══ Available records ══
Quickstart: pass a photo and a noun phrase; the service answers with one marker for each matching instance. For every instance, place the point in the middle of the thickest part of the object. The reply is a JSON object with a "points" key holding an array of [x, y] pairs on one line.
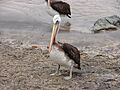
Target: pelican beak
{"points": [[55, 29]]}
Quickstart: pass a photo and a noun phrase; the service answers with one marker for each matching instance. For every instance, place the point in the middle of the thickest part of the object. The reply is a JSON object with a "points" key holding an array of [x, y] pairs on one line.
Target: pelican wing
{"points": [[61, 7]]}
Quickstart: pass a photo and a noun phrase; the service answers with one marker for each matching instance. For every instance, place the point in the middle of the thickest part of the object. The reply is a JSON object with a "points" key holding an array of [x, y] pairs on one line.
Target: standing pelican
{"points": [[58, 7], [63, 53]]}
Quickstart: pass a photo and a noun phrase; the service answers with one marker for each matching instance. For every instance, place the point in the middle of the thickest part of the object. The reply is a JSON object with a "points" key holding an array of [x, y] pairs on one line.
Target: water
{"points": [[32, 16]]}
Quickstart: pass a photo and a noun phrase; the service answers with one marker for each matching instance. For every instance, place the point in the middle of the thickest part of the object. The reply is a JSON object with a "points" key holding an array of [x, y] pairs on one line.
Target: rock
{"points": [[106, 24]]}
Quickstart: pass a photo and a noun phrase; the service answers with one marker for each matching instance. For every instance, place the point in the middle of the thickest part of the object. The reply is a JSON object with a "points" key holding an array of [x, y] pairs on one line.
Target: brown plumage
{"points": [[61, 7], [72, 52]]}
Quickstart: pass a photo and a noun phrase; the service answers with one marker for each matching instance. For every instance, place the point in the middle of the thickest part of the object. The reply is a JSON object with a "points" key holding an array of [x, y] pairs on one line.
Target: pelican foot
{"points": [[67, 78]]}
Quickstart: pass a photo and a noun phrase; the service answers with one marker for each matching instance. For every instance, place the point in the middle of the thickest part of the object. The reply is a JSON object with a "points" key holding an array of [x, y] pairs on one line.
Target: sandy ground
{"points": [[22, 24], [25, 68]]}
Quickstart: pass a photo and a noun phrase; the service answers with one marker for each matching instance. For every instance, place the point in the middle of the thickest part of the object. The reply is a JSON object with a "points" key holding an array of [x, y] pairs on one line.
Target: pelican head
{"points": [[55, 29]]}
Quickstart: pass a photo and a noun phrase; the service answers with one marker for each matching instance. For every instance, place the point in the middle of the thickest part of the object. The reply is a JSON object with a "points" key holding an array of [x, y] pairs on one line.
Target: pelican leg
{"points": [[57, 71], [70, 76]]}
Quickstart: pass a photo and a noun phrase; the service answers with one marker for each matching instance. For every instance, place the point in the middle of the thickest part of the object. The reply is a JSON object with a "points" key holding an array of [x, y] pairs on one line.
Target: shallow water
{"points": [[32, 16]]}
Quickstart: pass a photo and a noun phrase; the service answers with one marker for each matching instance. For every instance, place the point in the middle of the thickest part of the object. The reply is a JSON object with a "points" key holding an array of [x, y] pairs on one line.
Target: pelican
{"points": [[63, 54], [58, 7]]}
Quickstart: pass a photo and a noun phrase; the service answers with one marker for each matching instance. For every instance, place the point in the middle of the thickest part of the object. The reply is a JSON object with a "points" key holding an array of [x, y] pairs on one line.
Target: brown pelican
{"points": [[63, 53], [58, 7]]}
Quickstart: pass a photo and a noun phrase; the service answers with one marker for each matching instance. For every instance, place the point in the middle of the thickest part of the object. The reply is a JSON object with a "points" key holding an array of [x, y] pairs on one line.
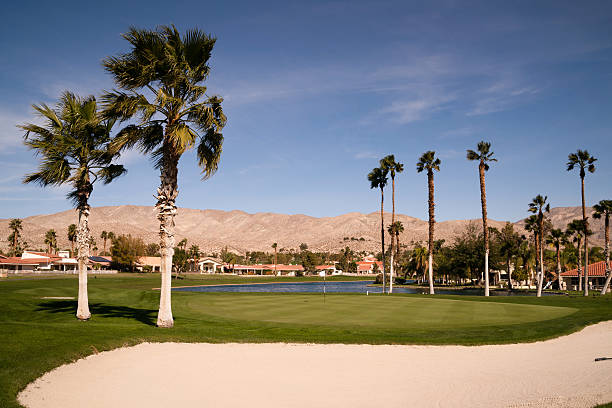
═══
Work required — Return each line from the records above that contains the word "pelican".

Output for this exercise —
Target: pelican beak
Target: pelican wing
Target: standing pelican
Target: pelican foot
Target: pelican head
Target: pelican leg
Target: pelican
Target: brown pelican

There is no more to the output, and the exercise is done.